**Exercise set:**
1 - According to the text on nuclear plant sabotage, how long has Scott Portzline researched sabotage and terrorism at nuclear power plants?
2 - Reproduce the text on nuclear plant sabotage word for word, starting at "For 30 years" and ending at "would be uninhabitable.".
3 - Can you resume the text on nuclear plant sabotage, writing on from its last sentence?

[Opening Reading text section]

For 30 years Scott Portzline has researched the issue of sabotage and terrorism of nuclear power plants. His research has been recognized by the US Departments of Energy and Homeland Security, and various military branches. In the first half, he discussed several nuclear disasters and how some are still poisoning the planet. Speaking about the Three Mile Island accident (its 40th anniversary is today) in which there was a partial meltdown of a nuclear reactor, he believes there was evidence of insider sabotage instigated by a cult in Harrisburg, PA. The cult had issued a warning before the incident that the area near the nuclear plant would be uninhabitable.
In the Fukushima disaster, the Japanese people have struggled to believe that their government might lie or misrepresent the situation to them, Portzline commented. He expressed concern over terrorists using nuclear plants as targets and the devastation that might be wrought. Whether through accidents or terrorism, nuclear radiation could lead to mutations in the genome that might change the human body in drastic ways, he added. He also spoke about the threat of hackers and detailed an incident involving a Russian group that used a "spearphishing" attack on Westinghouse Nuclear Headquarters this past October.

[Closing Reading text section]
[Opening Source information section]

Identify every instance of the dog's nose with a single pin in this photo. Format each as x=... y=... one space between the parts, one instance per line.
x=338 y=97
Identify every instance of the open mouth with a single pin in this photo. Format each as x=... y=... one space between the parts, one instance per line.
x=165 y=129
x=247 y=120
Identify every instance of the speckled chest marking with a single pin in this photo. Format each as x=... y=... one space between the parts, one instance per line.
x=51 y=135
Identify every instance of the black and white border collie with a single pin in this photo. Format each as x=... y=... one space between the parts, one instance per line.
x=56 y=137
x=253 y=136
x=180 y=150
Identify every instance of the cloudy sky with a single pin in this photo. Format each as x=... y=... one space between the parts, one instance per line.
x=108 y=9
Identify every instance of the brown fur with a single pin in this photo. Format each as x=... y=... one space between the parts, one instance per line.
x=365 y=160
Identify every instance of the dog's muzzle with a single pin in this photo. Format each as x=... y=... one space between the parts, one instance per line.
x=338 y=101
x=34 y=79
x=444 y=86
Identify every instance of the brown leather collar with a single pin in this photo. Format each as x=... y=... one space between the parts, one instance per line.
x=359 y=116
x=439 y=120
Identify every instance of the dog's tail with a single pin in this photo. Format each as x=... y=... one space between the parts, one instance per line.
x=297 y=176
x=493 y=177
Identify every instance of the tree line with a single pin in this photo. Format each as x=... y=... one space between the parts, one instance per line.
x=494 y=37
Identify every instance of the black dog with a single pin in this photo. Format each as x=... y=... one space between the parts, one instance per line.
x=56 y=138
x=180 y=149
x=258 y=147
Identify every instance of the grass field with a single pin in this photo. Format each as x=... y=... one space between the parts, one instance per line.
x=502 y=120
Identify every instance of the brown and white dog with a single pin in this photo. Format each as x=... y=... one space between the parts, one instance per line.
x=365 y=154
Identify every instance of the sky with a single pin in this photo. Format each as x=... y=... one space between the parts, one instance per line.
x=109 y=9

[Closing Source information section]

**Written answers:**
1 - 30 years.

2 -
For 30 years Scott Portzline has researched the issue of sabotage and terrorism of nuclear power plants. His research has been recognized by the US Departments of Energy and Homeland Security, and various military branches. In the first half, he discussed several nuclear disasters and how some are still poisoning the planet. Speaking about the Three Mile Island accident (its 40th anniversary is today) in which there was a partial meltdown of a nuclear reactor, he believes there was evidence of insider sabotage instigated by a cult in Harrisburg, PA. The cult had issued a warning before the incident that the area near the nuclear plant would be uninhabitable.

3 -
One of America's top astronomy writers, Bob Berman, wrote the popular "Night Watchman" column for Discover for seventeen years. In the latter half, he addressed a wide array of powerful celestial events including solar storms, gamma-ray bursts, and other upheavals. Our moon actually provides stability for the Earth, he explained, and without one the planet would tilt more drastically over time, causing temperature extremes. There have been five mass extinctions over the eons on Earth, and some say we are in the midst of a sixth one, he cited.
In the first extinction, 441 million years ago, around 86% of all life forms died. It's possible, he postulated, that we live in a double-star system, "and our companion comes close every 70 million years or so, and when it does, the gravity from it throws all these distant bodies that are out in the Oort cloud" hurling toward us. He shared different Armageddon fears, such as when the tail of Halley's Comet passed through Earth in 1910, and many thought they might die from cyanide exposure. Berman also pointed out that the Earth's north and south poles have been moving rapidly, and we're seeing a weakened magnetic field. While a pole reversal may be underway, he noted that it generally takes between 100 to 1,000 years for this play out.